— WHAT TO PRODUCE —
Your response should reproduce every line of the entries that contains the word "orange".

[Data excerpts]
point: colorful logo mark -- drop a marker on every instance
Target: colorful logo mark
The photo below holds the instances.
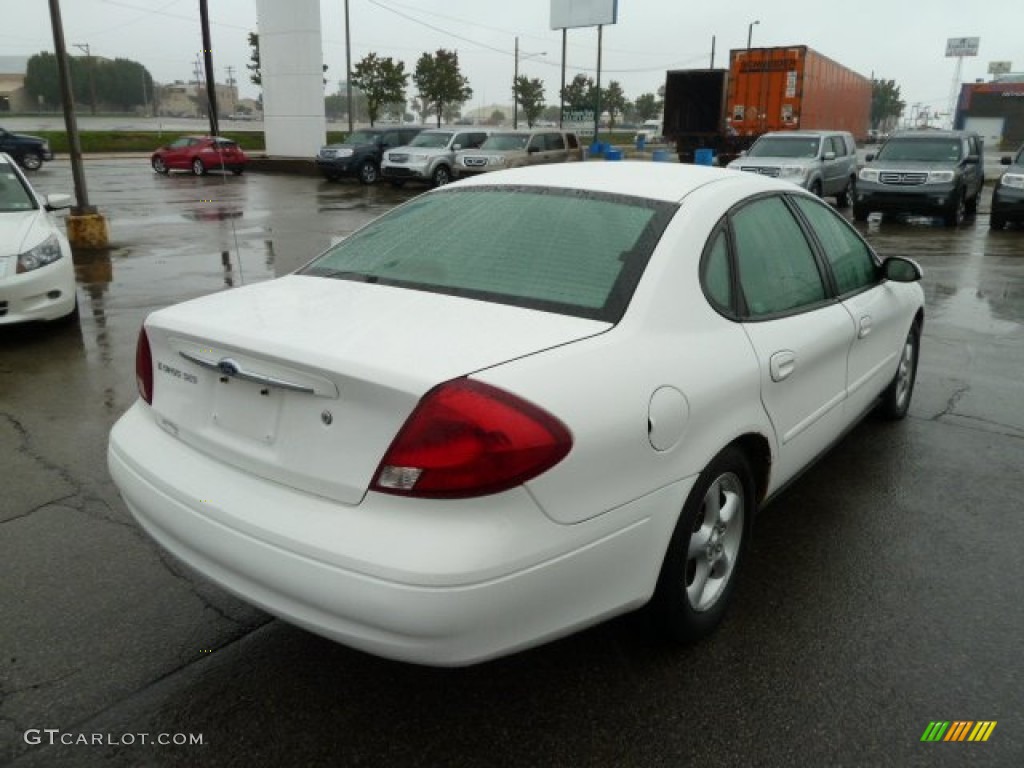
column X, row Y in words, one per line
column 958, row 730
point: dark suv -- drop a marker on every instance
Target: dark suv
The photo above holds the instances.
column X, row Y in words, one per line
column 359, row 155
column 30, row 152
column 928, row 173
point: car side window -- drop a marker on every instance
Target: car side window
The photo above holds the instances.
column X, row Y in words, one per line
column 777, row 270
column 717, row 273
column 852, row 262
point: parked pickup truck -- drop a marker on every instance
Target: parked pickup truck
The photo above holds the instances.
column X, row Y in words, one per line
column 30, row 152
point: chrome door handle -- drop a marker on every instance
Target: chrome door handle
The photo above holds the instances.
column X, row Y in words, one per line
column 864, row 327
column 781, row 365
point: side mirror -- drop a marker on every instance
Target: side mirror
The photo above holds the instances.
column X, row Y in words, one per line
column 900, row 269
column 57, row 201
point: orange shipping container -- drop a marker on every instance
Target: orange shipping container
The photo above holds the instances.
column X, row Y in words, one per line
column 790, row 88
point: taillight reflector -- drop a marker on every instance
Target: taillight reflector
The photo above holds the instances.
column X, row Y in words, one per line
column 467, row 438
column 143, row 367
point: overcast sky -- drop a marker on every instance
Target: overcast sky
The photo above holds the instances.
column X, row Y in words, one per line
column 902, row 40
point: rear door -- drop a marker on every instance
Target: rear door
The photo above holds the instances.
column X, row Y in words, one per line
column 801, row 335
column 879, row 316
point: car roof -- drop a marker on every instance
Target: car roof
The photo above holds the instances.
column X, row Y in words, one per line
column 664, row 181
column 936, row 133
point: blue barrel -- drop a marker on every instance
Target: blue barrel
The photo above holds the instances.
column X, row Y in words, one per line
column 704, row 157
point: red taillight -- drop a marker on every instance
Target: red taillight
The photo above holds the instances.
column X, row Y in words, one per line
column 143, row 367
column 467, row 438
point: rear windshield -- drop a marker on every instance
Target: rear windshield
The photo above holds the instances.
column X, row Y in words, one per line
column 555, row 250
column 776, row 146
column 431, row 140
column 922, row 150
column 506, row 141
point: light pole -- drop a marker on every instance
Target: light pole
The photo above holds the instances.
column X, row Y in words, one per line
column 515, row 82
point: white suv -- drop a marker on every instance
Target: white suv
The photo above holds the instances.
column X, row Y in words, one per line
column 429, row 157
column 824, row 162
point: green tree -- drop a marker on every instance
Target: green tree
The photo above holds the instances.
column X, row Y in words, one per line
column 254, row 74
column 613, row 101
column 579, row 94
column 41, row 79
column 382, row 81
column 439, row 81
column 886, row 103
column 529, row 94
column 647, row 107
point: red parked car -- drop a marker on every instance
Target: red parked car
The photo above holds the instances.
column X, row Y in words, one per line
column 199, row 155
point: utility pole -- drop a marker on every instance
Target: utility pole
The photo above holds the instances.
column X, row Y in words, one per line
column 211, row 82
column 92, row 76
column 86, row 226
column 348, row 70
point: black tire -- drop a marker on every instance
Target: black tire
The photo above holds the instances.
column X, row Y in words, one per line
column 441, row 176
column 32, row 161
column 896, row 399
column 682, row 606
column 954, row 215
column 845, row 198
column 368, row 172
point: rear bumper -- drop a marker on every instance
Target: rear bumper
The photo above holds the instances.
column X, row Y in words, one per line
column 436, row 583
column 1009, row 203
column 926, row 200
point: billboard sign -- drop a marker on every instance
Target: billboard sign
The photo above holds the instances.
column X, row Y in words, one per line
column 571, row 13
column 963, row 46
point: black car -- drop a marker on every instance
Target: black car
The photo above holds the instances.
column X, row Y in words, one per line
column 1008, row 197
column 30, row 152
column 926, row 173
column 361, row 153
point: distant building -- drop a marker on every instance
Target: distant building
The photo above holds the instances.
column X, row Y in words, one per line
column 12, row 94
column 181, row 99
column 994, row 110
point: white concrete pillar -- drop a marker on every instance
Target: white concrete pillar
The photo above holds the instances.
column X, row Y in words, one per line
column 291, row 60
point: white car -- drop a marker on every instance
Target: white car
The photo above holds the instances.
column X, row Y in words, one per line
column 37, row 274
column 515, row 406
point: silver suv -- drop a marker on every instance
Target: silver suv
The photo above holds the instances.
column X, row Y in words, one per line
column 516, row 148
column 429, row 157
column 824, row 162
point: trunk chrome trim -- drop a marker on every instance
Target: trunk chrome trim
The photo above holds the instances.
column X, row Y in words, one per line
column 229, row 367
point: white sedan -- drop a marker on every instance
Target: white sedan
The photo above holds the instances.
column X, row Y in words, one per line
column 37, row 275
column 515, row 406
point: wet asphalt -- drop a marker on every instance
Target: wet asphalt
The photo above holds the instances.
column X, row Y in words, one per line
column 883, row 590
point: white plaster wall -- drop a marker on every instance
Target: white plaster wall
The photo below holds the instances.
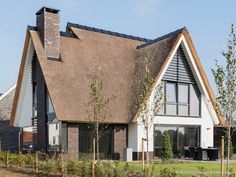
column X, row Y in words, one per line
column 136, row 130
column 206, row 121
column 24, row 106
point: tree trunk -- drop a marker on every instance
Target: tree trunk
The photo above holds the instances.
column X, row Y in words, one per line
column 228, row 145
column 97, row 139
column 147, row 141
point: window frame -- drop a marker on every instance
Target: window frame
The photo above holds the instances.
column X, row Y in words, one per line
column 177, row 100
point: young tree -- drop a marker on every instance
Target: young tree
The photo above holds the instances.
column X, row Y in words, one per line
column 166, row 149
column 149, row 108
column 225, row 79
column 97, row 109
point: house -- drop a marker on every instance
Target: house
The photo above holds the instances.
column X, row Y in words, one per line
column 9, row 137
column 55, row 74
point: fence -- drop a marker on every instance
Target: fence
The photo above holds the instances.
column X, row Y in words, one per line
column 58, row 165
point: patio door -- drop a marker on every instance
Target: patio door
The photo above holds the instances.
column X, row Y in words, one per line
column 181, row 137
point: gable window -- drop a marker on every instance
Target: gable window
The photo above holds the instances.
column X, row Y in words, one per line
column 182, row 99
column 171, row 98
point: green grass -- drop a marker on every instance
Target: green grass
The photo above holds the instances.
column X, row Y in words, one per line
column 182, row 166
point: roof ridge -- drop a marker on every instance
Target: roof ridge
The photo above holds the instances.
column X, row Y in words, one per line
column 163, row 37
column 74, row 25
column 7, row 92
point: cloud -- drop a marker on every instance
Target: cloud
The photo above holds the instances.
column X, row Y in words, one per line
column 145, row 7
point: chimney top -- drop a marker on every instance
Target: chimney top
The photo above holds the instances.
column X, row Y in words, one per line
column 47, row 9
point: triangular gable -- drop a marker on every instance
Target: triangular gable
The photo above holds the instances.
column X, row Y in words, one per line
column 185, row 42
column 20, row 78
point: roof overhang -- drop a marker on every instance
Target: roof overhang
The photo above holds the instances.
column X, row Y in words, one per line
column 185, row 41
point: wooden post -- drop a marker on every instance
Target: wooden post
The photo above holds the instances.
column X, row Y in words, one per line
column 62, row 166
column 94, row 158
column 36, row 163
column 143, row 153
column 222, row 156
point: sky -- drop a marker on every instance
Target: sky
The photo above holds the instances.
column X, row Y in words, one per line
column 208, row 23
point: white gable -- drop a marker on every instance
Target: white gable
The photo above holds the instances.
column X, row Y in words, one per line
column 205, row 100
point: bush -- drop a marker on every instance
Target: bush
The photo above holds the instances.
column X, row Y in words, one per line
column 72, row 167
column 166, row 150
column 167, row 173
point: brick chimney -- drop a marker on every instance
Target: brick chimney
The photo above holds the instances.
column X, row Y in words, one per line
column 48, row 26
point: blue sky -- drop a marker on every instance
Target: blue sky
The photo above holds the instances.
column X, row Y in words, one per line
column 208, row 23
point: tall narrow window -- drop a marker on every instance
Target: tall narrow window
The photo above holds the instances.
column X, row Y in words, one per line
column 183, row 105
column 182, row 99
column 53, row 131
column 34, row 111
column 194, row 101
column 171, row 98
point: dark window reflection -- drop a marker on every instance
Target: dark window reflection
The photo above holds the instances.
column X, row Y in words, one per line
column 180, row 136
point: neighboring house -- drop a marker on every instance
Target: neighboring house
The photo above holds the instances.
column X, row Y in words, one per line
column 56, row 71
column 9, row 137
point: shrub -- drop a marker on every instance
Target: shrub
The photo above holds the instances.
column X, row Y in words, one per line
column 166, row 150
column 167, row 173
column 72, row 167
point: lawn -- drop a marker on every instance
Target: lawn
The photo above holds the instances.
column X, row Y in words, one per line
column 183, row 167
column 8, row 173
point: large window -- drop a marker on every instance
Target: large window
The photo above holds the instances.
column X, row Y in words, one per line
column 181, row 137
column 182, row 99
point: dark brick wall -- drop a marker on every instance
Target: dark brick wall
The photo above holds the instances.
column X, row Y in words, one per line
column 8, row 137
column 120, row 139
column 73, row 140
column 41, row 112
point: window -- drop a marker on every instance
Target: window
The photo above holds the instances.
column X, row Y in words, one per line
column 182, row 99
column 180, row 137
column 171, row 98
column 194, row 101
column 34, row 101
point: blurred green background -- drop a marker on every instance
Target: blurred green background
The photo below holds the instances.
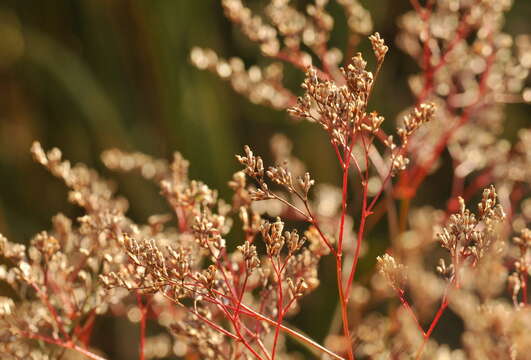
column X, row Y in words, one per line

— YOUR RESPONSE —
point: orange shipping container -- drop a marker on every instance
Target: orange shipping container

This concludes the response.